Put everything from the line that contains "Mark every instance of the minaret" down to the end of the items into a JSON list of strings, one string per line, leaving out any blank lines.

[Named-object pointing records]
☆ ☆ ☆ ☆ ☆

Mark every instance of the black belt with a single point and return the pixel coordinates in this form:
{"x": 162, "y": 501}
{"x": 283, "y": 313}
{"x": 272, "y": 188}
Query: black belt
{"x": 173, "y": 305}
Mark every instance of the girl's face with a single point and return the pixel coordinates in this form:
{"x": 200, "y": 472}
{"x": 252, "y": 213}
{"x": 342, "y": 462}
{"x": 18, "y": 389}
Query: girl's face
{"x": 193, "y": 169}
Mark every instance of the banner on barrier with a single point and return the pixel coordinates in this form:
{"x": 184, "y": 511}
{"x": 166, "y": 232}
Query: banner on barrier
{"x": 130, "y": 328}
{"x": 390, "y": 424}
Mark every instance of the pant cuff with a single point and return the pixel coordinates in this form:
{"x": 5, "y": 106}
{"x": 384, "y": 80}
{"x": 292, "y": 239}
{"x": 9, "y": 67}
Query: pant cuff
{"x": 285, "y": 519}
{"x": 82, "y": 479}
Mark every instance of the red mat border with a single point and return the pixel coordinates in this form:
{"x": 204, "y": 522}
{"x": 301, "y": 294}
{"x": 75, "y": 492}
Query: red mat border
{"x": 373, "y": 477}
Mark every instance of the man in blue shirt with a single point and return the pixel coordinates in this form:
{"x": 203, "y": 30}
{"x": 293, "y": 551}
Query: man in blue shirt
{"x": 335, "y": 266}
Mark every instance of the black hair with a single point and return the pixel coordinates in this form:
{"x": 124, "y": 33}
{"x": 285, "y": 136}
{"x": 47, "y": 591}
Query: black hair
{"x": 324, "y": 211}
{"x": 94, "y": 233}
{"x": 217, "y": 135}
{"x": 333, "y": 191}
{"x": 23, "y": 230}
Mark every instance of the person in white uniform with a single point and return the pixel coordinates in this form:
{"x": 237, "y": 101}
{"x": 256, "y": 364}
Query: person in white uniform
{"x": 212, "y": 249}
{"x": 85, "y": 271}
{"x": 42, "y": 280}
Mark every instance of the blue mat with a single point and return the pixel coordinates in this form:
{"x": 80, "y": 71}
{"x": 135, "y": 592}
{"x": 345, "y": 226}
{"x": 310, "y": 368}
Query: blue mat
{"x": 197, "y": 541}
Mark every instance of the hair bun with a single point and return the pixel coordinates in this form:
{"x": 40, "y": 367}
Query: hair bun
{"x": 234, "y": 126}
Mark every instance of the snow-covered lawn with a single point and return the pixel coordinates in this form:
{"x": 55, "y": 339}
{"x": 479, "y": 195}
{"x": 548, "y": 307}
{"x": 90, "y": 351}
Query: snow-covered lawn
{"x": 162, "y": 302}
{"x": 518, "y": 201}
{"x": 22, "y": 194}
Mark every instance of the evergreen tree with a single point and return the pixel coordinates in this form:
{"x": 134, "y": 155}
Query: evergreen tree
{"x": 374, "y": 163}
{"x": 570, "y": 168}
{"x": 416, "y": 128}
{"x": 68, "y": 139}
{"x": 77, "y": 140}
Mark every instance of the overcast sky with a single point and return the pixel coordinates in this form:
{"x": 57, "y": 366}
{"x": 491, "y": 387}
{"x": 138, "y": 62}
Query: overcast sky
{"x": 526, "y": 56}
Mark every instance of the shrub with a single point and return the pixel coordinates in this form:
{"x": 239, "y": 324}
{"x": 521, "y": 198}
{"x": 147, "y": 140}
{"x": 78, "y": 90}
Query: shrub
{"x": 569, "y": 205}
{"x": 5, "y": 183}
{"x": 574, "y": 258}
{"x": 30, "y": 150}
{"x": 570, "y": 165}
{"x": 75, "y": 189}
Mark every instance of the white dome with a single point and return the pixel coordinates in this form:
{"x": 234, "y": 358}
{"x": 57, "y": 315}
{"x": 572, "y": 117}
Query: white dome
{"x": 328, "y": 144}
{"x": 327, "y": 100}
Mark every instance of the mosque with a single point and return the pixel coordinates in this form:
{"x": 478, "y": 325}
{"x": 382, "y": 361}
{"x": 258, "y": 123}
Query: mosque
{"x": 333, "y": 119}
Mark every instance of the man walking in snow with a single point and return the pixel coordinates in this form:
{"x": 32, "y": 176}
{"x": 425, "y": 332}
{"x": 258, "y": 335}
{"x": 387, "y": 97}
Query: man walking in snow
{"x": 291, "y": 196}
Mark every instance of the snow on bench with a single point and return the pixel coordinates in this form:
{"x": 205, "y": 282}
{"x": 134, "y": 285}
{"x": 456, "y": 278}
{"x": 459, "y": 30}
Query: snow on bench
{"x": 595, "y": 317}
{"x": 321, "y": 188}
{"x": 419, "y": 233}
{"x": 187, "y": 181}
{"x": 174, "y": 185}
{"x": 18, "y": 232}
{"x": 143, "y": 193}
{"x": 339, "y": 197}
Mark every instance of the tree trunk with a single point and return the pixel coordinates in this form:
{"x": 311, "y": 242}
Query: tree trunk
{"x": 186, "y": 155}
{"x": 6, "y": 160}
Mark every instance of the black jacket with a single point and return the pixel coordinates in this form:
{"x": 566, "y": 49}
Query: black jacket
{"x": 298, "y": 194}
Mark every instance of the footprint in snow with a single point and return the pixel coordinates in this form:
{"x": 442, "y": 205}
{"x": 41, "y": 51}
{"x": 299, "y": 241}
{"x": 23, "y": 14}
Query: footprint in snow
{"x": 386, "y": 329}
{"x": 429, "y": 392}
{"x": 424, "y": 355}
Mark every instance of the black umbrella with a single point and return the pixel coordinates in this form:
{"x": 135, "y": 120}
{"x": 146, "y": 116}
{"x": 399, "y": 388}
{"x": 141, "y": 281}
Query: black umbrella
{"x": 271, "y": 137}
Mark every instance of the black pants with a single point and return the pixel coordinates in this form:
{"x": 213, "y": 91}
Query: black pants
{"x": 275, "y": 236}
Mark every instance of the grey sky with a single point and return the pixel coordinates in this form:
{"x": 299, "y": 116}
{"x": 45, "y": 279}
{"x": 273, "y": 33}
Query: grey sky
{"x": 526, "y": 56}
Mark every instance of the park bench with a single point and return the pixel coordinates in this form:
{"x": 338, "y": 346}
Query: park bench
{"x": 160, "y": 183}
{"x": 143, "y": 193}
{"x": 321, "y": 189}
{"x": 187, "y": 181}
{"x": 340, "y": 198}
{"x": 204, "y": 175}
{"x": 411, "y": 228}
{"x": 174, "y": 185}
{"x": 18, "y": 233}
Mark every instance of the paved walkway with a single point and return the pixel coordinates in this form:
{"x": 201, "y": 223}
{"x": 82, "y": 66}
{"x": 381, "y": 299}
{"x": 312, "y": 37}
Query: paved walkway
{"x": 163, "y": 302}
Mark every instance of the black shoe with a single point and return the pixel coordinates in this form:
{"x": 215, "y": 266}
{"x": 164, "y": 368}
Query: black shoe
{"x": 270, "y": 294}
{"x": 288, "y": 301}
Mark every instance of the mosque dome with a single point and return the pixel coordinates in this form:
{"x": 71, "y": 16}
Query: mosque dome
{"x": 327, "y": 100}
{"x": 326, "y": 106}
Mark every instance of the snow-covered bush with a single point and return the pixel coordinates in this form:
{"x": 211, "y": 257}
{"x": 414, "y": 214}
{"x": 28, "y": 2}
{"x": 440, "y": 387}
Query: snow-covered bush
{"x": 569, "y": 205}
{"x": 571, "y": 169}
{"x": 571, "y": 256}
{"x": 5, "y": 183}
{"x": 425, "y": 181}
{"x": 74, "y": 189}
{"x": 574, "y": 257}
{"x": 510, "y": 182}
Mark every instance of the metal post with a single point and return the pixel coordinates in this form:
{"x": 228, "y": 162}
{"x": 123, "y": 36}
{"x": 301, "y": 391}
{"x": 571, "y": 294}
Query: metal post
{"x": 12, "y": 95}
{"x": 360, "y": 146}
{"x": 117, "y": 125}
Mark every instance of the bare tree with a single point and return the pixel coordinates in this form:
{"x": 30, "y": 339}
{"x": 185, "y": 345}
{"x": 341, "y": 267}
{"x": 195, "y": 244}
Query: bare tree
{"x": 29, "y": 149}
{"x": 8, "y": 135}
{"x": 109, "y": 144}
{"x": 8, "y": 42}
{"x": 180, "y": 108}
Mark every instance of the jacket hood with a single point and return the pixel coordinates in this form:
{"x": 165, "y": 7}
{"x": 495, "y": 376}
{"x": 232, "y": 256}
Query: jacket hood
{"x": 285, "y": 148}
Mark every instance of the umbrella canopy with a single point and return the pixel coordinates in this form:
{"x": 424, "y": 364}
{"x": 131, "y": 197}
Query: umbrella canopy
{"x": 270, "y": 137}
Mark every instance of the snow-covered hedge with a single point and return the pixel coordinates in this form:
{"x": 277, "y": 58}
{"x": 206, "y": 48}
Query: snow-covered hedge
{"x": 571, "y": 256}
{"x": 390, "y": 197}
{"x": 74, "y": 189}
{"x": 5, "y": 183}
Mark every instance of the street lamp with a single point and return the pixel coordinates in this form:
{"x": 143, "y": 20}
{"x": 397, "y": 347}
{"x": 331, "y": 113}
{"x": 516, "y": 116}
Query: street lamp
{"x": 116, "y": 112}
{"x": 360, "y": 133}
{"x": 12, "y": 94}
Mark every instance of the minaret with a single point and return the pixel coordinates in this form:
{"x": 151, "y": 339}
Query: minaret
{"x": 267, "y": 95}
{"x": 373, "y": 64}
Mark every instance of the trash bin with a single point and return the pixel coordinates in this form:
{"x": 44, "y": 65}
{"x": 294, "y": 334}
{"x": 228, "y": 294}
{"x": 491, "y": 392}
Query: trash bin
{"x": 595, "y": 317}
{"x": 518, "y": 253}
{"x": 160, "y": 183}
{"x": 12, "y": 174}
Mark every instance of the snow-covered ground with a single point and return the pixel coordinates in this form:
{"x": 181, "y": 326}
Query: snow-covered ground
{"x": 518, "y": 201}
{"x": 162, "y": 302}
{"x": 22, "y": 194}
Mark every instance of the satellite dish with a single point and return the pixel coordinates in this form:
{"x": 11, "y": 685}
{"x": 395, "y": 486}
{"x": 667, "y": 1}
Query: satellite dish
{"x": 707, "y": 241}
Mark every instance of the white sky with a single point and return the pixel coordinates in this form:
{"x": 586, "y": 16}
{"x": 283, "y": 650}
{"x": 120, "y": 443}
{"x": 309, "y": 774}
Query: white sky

☆ ☆ ☆ ☆ ☆

Task response:
[
  "Mark every instance of the minaret with a single point and return the pixel coordinates in this form:",
  "{\"x\": 151, \"y\": 339}",
  "Query: minaret",
  "{\"x\": 267, \"y\": 95}",
  "{\"x\": 373, \"y\": 64}",
  "Mark every instance of the trash bin with a single point and return the pixel coordinates in this form:",
  "{\"x\": 44, \"y\": 65}",
  "{\"x\": 294, \"y\": 334}",
  "{\"x\": 228, \"y\": 294}",
  "{\"x\": 491, \"y\": 392}",
  "Query: trash bin",
  "{\"x\": 595, \"y\": 317}",
  "{\"x\": 518, \"y\": 253}",
  "{\"x\": 160, \"y\": 183}",
  "{\"x\": 12, \"y\": 174}",
  "Mark every instance of the snow-covered ground with a single point and return the pixel coordinates in this form:",
  "{\"x\": 181, \"y\": 326}",
  "Query: snow-covered ground",
  "{\"x\": 518, \"y\": 201}",
  "{\"x\": 162, \"y\": 302}",
  "{\"x\": 22, \"y\": 194}",
  "Mark every instance of the satellite dish with a single point and return the pixel coordinates in this form:",
  "{\"x\": 11, \"y\": 685}",
  "{\"x\": 395, \"y\": 486}",
  "{\"x\": 667, \"y\": 1}",
  "Query: satellite dish",
  "{\"x\": 707, \"y\": 241}",
  "Mark every instance of the white sky with a single point and return the pixel coordinates in this form:",
  "{\"x\": 586, \"y\": 16}",
  "{\"x\": 283, \"y\": 650}",
  "{\"x\": 120, \"y\": 443}",
  "{\"x\": 309, \"y\": 774}",
  "Query: white sky"
]